>>>>

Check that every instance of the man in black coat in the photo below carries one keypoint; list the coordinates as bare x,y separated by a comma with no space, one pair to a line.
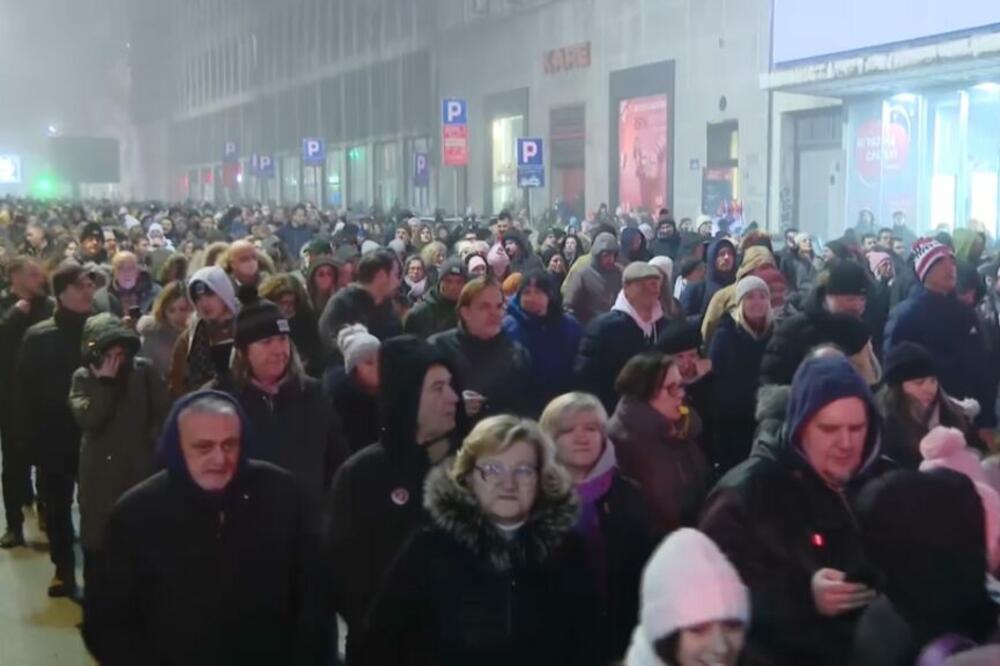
438,311
214,560
633,325
844,292
23,305
787,523
369,302
49,355
376,503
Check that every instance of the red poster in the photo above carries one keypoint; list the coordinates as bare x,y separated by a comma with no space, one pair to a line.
455,145
643,170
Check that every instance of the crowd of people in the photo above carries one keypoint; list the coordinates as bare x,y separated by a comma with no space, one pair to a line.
616,440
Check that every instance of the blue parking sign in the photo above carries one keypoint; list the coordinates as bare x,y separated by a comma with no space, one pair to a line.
313,151
530,163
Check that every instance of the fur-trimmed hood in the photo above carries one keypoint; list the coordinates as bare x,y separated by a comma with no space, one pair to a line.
456,511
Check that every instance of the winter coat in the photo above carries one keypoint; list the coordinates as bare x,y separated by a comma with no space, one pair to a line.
432,315
551,341
590,291
800,272
354,305
795,337
617,527
499,369
376,502
295,429
951,332
112,299
903,431
724,299
158,341
463,593
696,297
779,523
607,345
120,419
49,355
191,578
736,355
357,410
665,459
13,325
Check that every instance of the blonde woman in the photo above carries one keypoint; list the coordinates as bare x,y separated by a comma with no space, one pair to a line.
499,576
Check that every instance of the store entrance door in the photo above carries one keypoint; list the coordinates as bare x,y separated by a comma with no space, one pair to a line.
821,193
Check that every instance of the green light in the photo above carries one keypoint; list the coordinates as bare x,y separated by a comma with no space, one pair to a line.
44,187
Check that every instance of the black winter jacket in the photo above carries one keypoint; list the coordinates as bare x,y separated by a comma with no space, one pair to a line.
354,305
499,369
296,430
358,411
49,355
189,578
609,341
461,593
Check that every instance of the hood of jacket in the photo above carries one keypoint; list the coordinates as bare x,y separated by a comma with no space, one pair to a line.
714,274
220,284
648,328
168,449
103,331
754,258
403,364
455,510
817,383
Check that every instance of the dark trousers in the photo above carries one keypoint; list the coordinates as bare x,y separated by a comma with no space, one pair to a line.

<<<<

Exercise brief: Rewrite all of the lines above, replacing "red poster" with "yellow poster" and leaving everything else unchanged. Omit the pictures.

Exercise response:
Check that every instance of the man in black coat in the photo below carries one keypoint; list the coordinates as bare x,y separated by a comma with no space, one pair to a line.
438,311
214,560
633,325
844,292
23,305
787,523
369,302
49,355
376,503
Check that every instance of the yellow poster in the photo above carries one keypoint; list the coordinates as bare x,y separated by a comma with no space, one pair to a line.
455,145
643,170
Check that every instance of the crowd of people in the photo above carries one keypoint; list the coordinates as bare x,y separated by a comma with no space, one pair to a line.
616,440
Check that every instance of the blue parking sign in the photo above carries one keypoint; list the coordinates as bare x,y separated by a comma with no space, one pair to a line.
313,151
530,163
Check that every instance of the fur-trimmed hood in the photo above carries one keypoint; list the coordinates as bare x,y separated by a comma with no space, one pair to a line.
456,511
Check that every instance of the winter coat in the photo above carries one keypoint; list the coordinates as bare x,y separated by a comma with no space, one pair to a line.
432,315
551,341
590,291
800,272
354,305
795,337
617,527
499,369
376,502
295,429
951,332
112,299
903,431
724,299
158,341
463,593
696,297
779,523
607,345
120,419
49,355
191,578
736,355
357,410
665,459
13,325
Check that every instance of the blonde woman in the photo above carries one keypoint; list the coordinates as bare x,y separated by a comma with no space, one pair to a line.
499,576
Check that every instance of the store entrance door in the photo above carries one keypoint; list the coordinates as bare x,y separated by a comma with no space, one pair to a line.
821,193
Check that every instance of the green light in the photo above carries one keypoint; list the coordinates as bare x,y separated by a comma with no space, one pair to a line.
44,187
Check that every instance of the black winter jacket in the photo above carries one keypoint; list the coordinates as bare x,y separated by a comma with no space, one pair to a line.
354,305
499,369
296,430
358,411
49,355
189,578
609,341
461,593
Check that every instance of the hood of jacket in the photo above carries one keypoint; list the coordinates as bare x,y separated by a comma with no space, one pair to a line.
714,274
220,284
648,328
168,449
103,331
754,258
403,364
455,510
817,383
Check that every instance of the dark trousers in the photo above carries one keypoint; list the coordinates as bare x,y separated by a comma with no space, one pair to a line.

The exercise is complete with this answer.